----- ENTRIES PROVIDED

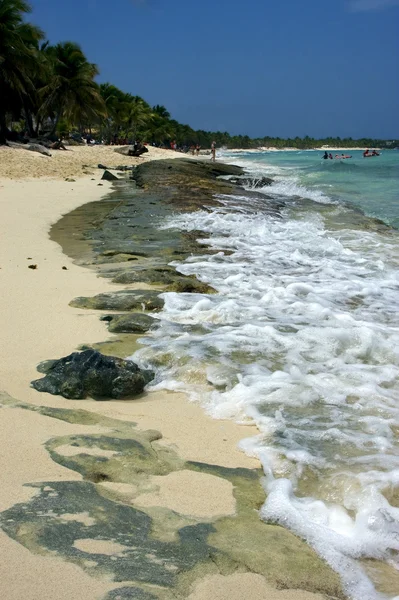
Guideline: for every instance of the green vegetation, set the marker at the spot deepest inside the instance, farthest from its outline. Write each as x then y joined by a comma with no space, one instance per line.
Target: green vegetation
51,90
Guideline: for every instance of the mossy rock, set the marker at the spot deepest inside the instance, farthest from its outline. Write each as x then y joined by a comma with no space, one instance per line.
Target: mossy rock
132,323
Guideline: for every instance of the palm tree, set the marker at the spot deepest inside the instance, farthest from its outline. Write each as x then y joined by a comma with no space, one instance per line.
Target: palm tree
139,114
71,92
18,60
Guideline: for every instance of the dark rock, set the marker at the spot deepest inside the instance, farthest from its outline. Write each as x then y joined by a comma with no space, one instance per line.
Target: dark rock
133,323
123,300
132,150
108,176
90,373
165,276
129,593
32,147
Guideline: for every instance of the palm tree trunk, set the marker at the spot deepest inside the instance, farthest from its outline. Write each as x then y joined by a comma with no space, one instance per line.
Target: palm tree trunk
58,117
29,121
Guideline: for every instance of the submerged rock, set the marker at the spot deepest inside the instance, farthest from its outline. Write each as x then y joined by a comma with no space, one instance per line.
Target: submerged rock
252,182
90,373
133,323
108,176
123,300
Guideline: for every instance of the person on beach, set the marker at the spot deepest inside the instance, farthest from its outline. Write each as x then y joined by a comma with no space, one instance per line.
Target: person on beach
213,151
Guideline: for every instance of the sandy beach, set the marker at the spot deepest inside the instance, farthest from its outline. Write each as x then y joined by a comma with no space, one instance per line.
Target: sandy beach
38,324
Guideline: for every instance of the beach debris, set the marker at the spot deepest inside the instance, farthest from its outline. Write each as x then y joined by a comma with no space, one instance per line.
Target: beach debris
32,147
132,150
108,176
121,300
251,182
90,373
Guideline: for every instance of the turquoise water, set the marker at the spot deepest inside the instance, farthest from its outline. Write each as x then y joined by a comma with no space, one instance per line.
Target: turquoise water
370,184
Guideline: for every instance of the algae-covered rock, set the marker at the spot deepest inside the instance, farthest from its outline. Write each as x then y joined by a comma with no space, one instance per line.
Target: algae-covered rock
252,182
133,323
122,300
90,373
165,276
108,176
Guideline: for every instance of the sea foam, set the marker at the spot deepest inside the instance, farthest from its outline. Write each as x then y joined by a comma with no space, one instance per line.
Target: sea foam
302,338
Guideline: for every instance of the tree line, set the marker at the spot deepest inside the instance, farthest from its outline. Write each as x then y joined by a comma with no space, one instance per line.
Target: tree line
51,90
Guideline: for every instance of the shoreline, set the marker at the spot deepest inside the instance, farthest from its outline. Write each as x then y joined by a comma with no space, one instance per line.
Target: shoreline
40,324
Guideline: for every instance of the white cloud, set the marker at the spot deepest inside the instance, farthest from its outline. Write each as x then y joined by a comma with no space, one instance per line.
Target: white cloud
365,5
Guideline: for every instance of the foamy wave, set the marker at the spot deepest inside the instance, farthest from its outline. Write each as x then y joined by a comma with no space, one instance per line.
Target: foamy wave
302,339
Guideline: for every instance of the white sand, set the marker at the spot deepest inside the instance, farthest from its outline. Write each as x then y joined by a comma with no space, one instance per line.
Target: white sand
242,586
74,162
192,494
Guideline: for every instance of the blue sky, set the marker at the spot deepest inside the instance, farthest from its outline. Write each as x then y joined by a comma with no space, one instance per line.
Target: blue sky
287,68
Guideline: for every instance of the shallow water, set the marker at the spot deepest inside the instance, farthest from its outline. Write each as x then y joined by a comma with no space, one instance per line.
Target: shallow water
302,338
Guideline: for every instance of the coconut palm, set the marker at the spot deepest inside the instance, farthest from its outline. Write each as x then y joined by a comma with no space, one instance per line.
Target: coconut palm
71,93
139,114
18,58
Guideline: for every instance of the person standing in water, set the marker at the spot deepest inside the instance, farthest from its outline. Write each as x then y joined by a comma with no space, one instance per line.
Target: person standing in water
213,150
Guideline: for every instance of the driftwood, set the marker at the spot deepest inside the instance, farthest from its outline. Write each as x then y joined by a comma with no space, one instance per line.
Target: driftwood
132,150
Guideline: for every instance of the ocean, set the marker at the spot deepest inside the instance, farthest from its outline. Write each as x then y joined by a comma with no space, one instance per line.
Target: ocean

----------

### THE EXERCISE
Return the lines above, from the one containing "Guideline: for every instance of the white sand, set" to the end, exactly as they stand.

### WRITTEN ANSWER
Guideline: for every instance of the white sand, set the marker at the spot deepest inside the instance, farthest from its outline. Write each as x then y joined by a comma with no space, one instance per line.
Target: white sand
242,586
74,162
192,494
Guideline: for every instance of the blue sky, set the marker at the spot deepest inside the instance, farthest from its outline. Write each as x then y joined by a comma with no space, one instance per line.
Target: blue sky
287,68
Guideline: for every instance of the shallow water, set the marker at the spot deepest inside the instance, farthest from its outline. Write each as x then y joined by a comma with no space, one instance per line.
Target: shallow water
302,338
Guideline: for every instance of the coconut palm, set the marker at the spot deepest inside the instance, farthest from its outline. Write each as x then y joined by a comma with no space, one instance per line.
Target: coconut palm
71,93
139,114
18,58
Guideline: for every instance of the person standing in water, set the marker at the spot deepest inside the instance, farthest from its outline. Write each as x then y joined by a comma with no space, one instance per line.
Target: person standing in water
213,150
Guideline: for every instance of the driftwood, set the marker at the spot deepest inside the instance, farthest from its outline. Write each as x then y joined by a comma with no space, one instance per line.
Target: driftwood
132,150
Guideline: for every instance of the ocean, set the marker at the spot deepest inside the instance, farthest from its outline. Write each as x then y joined by a comma with no space, one instance per line.
Target: ocean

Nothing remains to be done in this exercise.